Efem Folklor Eğitim Merkezi
Artvin Oyunları
Artvin taraflarının evlenme ve şair cemiyetlerinde horon oyununa kalkılınca, otuz kırk yıl önceleri havaya silâhlar boşaltıldığı da olurdu. Hâlen silâhsız şenlikler her vesilede millî oyunlara sahne teşkil etmektedir. Vilâyetin hemen hiçbir bucağında kız veya köçek oynatmak âdeti yoktur. Çünkü, ne kadar uzak olursa olsun hısım akraba arasında kadınlar erkekten kaçmazlar. Kış gecelerinde pek samimî ve saygılı aile muhabbetleri yaparlar, oyunlar yürütürler.
Evlenme merasiminde düğünün ertesi gününe ait şenliklerde önce gelin, yüzü duvaklı olduğu hâlde ayakta bekler. Sağdıç içeri gelerek belinden kamasını çıkarır. Gelinin önüne ilerleyip üç defa “Dilini mi keseyim, yüzünü mü?” diye tekrarlar. Üçüncüde kadınlardan biri; “Dilini kes” der. Bu, “konuştur” demektir ki “hicaptan kurtarışı” ifade eder. O zaman, kamanın ucuyla duvağı açar ve bir de horon oynayıp çıkar. Bu hareket de belki; “Bu oyun gibi şakrak ol” temennisine mâtuftur (dönük, yöneliktir). Yahut da eskilerde; kötü ruhları kaçırmak göreneğinden hatıra kalmıştır. Sonra akşama kadar kadın ve genç kızlar kamalı dileğin telkinine uyarcasına oynayıp eğlenirler. Neşe akşama kadar sürer. Böylelikle düğün de sona ermiş olur. Deli Horon buraya mahsus ve Kafkasya’dan alınmalığından ısrarla bahsedilen bir ayak oyunu olup havasının notası verilmiştir. Horon tabirinin horon kelimesiyle bir olup olmadığı meşkûktür (şüphelidir).
Maçahal, Maradit, Borçka, Murgul taraflarında en fazla yüz yıldan beridir. Rus ithali armonika eşliğinde yürütülen mateaddit Kafkas şarkı ve oyunları da yer bulabilmiştir. Şâmili, Horon ve Tamâşâ adlı oyunlar ve bir de arşın Mal Alan Azerî operetinin türkülü ve rakslı bir fıkrası otuz yıl kadar önce alınıp vilâyette pek moda olmuşlardı. Bunlar orada belirli bir istilâ devresinin acı hâtıralarını anarak yürütüle gelmişlerdir.

Çıkarılan Satırlar:
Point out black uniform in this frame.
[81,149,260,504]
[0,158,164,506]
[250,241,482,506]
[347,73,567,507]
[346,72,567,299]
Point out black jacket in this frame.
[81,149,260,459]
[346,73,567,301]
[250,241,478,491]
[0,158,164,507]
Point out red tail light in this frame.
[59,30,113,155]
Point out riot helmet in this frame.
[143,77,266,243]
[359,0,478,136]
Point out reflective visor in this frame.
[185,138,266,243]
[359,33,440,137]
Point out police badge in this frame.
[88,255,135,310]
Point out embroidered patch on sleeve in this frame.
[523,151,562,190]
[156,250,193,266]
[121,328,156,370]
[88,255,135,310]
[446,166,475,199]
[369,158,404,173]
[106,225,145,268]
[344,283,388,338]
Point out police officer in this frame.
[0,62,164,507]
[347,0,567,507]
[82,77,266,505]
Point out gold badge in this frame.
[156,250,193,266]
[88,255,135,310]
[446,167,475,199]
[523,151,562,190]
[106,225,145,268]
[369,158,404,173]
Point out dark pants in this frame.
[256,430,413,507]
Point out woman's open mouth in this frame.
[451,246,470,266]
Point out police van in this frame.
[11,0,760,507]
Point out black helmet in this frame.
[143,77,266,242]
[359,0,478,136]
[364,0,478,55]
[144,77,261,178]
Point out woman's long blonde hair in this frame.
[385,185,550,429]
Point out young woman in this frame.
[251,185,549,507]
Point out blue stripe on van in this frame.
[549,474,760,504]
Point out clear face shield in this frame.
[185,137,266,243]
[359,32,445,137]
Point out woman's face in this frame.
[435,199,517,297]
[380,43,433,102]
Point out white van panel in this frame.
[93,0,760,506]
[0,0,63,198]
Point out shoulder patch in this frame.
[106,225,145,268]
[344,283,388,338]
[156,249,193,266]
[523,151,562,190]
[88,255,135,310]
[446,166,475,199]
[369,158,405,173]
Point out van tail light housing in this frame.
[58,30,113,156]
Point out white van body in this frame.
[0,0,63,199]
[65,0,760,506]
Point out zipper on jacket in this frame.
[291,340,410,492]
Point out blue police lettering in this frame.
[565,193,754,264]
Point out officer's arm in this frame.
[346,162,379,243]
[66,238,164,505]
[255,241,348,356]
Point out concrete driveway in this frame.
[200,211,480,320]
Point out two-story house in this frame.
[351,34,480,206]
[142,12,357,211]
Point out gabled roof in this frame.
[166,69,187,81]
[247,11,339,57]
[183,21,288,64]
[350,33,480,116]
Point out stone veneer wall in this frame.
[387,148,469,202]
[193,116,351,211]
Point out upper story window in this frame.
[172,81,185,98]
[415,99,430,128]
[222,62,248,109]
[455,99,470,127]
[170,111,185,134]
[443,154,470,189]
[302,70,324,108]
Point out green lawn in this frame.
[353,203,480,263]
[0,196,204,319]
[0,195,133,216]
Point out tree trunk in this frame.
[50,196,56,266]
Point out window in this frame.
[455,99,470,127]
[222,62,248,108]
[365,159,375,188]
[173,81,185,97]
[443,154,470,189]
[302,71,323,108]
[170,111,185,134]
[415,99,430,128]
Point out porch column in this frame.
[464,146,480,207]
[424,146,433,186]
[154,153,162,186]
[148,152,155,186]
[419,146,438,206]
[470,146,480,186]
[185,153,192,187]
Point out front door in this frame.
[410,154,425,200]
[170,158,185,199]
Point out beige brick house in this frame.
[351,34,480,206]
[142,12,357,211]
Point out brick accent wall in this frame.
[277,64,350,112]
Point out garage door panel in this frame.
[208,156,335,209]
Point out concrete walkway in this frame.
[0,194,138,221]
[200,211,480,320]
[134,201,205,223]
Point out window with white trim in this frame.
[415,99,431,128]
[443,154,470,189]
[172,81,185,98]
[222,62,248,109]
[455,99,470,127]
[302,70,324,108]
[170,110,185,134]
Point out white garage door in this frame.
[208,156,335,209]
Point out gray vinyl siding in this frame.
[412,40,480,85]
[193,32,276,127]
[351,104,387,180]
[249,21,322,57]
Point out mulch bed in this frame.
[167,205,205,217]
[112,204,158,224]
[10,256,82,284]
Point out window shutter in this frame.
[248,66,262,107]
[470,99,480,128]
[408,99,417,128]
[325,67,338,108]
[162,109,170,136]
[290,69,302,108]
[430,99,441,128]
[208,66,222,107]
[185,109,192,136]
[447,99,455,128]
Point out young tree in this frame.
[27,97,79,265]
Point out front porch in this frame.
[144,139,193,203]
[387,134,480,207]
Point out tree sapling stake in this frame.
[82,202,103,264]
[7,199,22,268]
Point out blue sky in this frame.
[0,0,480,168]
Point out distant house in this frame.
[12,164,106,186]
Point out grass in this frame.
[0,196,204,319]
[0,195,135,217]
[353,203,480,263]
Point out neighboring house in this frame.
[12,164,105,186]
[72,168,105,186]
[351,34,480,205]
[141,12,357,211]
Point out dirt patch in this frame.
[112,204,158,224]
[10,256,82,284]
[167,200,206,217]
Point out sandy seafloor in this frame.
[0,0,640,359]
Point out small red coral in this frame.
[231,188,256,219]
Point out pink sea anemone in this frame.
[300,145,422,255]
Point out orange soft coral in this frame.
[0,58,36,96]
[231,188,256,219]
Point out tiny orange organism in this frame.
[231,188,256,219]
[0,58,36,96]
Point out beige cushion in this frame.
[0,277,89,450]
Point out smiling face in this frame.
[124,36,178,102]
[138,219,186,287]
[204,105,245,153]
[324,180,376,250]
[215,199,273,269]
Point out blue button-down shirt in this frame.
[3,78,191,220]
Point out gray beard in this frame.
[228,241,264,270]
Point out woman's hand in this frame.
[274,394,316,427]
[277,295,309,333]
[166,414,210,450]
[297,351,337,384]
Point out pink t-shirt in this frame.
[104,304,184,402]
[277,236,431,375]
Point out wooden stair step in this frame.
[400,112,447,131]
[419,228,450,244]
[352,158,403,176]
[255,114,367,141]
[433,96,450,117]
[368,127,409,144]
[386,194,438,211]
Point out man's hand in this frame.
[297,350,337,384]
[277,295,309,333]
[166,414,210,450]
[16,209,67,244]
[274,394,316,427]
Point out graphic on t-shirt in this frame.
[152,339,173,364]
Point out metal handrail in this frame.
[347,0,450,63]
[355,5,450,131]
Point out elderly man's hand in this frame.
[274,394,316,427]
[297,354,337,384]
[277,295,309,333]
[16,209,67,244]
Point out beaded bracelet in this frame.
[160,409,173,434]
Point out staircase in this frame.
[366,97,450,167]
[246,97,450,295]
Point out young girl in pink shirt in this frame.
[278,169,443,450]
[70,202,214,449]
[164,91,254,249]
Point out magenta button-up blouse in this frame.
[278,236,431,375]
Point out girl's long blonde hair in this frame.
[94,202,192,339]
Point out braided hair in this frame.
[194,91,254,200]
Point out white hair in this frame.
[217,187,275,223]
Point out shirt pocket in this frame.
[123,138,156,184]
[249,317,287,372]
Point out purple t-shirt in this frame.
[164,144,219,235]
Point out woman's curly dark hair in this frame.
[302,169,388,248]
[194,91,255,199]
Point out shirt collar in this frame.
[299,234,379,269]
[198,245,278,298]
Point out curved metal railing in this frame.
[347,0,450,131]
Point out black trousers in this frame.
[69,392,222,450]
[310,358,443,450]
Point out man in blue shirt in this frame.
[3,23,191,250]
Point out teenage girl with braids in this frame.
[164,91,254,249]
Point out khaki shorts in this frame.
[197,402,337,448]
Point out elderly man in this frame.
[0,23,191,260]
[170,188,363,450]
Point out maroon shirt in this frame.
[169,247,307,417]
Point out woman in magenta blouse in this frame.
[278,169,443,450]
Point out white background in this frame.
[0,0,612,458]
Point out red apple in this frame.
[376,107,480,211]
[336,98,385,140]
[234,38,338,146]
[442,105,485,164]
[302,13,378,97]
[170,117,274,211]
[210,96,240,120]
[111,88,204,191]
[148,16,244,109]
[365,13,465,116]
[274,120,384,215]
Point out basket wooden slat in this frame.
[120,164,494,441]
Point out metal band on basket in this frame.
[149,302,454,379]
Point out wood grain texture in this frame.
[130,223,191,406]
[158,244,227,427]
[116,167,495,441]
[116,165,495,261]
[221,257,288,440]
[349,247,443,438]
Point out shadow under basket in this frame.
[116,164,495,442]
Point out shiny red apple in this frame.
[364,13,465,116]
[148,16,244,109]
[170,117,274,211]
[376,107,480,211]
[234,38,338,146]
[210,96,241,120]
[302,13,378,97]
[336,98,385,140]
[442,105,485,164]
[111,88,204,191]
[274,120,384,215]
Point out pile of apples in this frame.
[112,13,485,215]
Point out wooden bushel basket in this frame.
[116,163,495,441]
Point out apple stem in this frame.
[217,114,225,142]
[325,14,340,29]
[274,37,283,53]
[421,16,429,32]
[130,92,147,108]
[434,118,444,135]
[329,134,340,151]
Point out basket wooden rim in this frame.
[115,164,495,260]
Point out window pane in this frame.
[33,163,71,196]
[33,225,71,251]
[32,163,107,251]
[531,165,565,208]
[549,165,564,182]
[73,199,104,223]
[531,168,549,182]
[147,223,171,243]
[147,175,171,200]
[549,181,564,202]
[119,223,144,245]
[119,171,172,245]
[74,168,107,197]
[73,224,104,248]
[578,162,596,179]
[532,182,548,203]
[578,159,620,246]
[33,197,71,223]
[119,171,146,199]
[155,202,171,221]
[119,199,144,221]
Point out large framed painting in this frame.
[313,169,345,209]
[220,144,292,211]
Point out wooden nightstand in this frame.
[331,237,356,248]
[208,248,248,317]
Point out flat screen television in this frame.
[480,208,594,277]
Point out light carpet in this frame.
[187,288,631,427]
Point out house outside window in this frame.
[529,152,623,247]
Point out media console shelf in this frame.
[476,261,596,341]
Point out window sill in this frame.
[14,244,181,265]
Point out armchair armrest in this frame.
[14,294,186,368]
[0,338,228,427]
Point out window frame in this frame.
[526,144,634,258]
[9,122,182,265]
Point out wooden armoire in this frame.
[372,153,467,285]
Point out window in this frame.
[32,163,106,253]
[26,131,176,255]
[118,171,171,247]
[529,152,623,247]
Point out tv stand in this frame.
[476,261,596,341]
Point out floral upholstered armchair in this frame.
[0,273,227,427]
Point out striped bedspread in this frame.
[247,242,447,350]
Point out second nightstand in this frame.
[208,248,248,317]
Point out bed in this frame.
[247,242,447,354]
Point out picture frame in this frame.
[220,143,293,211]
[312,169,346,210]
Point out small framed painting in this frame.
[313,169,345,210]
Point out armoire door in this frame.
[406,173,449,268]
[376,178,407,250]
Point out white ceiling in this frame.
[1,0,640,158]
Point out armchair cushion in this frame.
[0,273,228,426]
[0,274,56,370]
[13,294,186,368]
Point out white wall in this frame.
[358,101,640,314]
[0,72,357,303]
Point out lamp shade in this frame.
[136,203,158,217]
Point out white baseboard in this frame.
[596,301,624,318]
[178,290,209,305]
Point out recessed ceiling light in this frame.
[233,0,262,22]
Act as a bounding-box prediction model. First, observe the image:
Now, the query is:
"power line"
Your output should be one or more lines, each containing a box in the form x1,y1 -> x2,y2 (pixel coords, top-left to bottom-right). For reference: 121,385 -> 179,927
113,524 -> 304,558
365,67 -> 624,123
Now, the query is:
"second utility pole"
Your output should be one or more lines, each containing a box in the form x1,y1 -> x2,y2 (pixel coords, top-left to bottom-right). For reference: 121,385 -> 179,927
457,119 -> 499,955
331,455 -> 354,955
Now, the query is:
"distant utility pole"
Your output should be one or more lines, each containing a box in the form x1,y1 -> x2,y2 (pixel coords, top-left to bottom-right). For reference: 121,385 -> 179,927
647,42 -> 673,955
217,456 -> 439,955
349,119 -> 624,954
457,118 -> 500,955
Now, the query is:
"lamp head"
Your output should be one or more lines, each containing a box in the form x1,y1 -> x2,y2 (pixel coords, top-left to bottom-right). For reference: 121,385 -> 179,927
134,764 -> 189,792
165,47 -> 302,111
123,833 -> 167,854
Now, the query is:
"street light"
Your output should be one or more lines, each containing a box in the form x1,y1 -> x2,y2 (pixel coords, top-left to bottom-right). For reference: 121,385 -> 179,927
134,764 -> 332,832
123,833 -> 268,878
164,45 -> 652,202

Yönergeler:
1. Artvin oyunları hakkındaki metinde geçen "Hâlen silâhsız şenlikler her vesilede millî oyunlara sahne teşkil etmektedir." cümlesini İngilizceye çevirin.
2. Satırlarda "Point out staircase in this frame." ifadesinin bulunduğu satırdan "[217,187,275,223]" ifadesinin bulunduğu satıra kadar olan bölümü, iki uç satır da dâhil olmak üzere, aynen tekrarlayın.

Yanıtlar:
1. Today, festivities without weapons serve as a stage for national dances on every occasion.

2.
Point out staircase in this frame.
[366,97,450,167]
[246,97,450,295]
Point out young girl in pink shirt in this frame.
[278,169,443,450]
[70,202,214,449]
[164,91,254,249]
Point out magenta button-up blouse in this frame.
[278,236,431,375]
Point out girl's long blonde hair in this frame.
[94,202,192,339]
Point out braided hair in this frame.
[194,91,254,200]
Point out white hair in this frame.
[217,187,275,223]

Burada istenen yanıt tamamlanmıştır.